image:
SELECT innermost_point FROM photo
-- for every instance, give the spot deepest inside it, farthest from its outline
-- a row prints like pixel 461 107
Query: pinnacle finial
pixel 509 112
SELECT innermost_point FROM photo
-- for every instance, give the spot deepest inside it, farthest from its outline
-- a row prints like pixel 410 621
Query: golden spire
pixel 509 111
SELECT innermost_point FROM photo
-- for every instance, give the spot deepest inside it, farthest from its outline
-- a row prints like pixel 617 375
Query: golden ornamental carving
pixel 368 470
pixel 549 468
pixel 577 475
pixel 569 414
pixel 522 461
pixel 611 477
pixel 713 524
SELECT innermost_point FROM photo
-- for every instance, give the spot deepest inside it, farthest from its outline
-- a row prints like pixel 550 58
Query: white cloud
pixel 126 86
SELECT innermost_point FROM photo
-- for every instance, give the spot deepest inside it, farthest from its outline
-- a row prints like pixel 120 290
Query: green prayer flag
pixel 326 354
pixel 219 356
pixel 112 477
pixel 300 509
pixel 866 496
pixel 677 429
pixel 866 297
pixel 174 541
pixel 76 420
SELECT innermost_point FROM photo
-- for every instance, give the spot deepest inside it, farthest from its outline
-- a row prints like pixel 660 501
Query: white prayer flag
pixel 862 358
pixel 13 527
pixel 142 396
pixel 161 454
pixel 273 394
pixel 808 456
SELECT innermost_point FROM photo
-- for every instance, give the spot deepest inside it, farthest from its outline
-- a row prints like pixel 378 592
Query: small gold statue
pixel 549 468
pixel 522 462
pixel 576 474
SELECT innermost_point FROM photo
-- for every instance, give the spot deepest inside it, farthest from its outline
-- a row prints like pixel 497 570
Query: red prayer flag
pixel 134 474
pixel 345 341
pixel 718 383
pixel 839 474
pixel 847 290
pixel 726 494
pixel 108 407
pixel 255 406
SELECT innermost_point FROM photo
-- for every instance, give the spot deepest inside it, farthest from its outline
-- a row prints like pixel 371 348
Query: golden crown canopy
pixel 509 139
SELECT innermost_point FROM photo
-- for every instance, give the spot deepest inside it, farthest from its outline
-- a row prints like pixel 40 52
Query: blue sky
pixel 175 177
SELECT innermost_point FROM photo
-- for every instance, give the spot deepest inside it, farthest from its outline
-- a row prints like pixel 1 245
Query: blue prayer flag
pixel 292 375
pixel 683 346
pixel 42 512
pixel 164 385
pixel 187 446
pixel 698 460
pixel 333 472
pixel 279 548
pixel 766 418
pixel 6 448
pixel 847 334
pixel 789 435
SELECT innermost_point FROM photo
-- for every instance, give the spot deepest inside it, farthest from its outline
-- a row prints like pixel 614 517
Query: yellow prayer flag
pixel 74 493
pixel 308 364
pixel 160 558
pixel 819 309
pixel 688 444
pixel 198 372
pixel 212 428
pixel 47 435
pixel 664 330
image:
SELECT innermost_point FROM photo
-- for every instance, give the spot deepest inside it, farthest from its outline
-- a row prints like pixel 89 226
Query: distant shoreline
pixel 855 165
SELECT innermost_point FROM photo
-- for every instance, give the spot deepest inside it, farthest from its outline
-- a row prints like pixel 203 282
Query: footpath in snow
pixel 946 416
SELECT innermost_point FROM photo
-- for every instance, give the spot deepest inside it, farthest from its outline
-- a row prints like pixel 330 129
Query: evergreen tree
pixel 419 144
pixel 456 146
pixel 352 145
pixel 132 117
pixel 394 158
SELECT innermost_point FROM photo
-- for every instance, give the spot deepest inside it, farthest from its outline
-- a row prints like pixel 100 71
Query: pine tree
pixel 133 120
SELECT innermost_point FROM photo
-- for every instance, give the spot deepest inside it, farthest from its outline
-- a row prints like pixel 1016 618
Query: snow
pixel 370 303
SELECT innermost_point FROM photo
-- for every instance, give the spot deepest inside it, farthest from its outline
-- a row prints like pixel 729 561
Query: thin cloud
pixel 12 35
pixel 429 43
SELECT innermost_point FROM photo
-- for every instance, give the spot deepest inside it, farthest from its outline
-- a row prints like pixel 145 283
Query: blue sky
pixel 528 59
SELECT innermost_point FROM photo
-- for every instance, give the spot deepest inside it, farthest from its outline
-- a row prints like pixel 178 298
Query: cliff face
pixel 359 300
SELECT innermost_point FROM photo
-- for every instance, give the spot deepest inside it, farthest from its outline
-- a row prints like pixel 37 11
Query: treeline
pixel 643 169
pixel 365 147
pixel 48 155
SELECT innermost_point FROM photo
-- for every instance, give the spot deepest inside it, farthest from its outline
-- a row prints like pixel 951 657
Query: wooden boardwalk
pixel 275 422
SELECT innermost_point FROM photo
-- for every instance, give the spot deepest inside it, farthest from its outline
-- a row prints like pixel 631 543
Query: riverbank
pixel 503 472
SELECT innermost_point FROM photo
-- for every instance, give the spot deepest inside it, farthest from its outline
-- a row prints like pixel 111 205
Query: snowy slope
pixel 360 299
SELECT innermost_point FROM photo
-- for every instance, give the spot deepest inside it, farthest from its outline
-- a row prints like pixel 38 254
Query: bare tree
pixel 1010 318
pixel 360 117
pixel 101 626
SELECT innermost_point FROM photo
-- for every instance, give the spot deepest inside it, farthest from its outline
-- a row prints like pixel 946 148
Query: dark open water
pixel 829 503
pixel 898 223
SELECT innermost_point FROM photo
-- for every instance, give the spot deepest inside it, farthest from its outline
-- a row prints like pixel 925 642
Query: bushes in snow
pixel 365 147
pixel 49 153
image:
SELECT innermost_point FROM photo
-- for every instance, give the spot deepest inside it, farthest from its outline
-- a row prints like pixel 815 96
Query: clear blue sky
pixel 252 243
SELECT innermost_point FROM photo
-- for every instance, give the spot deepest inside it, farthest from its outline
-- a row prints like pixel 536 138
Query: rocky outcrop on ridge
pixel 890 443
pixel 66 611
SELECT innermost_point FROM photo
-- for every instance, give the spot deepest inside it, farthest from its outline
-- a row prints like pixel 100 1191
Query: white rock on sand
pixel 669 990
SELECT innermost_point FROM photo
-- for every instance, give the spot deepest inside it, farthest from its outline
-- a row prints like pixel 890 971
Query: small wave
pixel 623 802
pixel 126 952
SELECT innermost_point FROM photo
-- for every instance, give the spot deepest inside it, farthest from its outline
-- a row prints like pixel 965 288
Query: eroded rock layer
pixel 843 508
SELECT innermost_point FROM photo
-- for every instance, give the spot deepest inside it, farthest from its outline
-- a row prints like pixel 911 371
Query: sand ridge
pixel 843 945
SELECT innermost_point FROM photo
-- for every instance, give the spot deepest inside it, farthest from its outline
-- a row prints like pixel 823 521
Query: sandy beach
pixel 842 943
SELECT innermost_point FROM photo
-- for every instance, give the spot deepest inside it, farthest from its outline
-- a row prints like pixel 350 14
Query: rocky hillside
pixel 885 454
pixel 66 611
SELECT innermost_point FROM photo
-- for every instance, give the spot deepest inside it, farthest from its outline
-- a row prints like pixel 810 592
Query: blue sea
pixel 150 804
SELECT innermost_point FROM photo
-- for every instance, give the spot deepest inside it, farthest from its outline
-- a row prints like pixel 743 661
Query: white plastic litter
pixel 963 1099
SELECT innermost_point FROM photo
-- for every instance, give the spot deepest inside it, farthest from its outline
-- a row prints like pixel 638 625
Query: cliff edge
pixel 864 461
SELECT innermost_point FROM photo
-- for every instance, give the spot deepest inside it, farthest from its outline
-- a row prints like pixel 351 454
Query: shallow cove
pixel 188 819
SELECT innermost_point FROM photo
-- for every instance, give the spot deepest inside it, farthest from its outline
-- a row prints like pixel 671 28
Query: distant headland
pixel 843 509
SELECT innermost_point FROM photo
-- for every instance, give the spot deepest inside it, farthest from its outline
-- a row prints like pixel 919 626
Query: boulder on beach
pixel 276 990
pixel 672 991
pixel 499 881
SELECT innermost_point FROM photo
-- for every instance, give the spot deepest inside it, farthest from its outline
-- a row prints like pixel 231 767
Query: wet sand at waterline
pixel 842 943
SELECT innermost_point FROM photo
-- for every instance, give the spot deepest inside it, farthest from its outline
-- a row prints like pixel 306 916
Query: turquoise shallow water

- EXERCISE AIM -
From the records above, print exactly the lines that run from the line with "-- a row prints like pixel 40 52" to the line with "-- a row prints like pixel 1 245", inclusive.

- SOLUTION FOR THIS EXERCISE -
-- a row prints like pixel 40 52
Query: blue sky
pixel 175 177
SELECT innermost_point FROM photo
-- for every instance, give the spot deepest inside it, farthest from its outline
-- a row prints like pixel 1 245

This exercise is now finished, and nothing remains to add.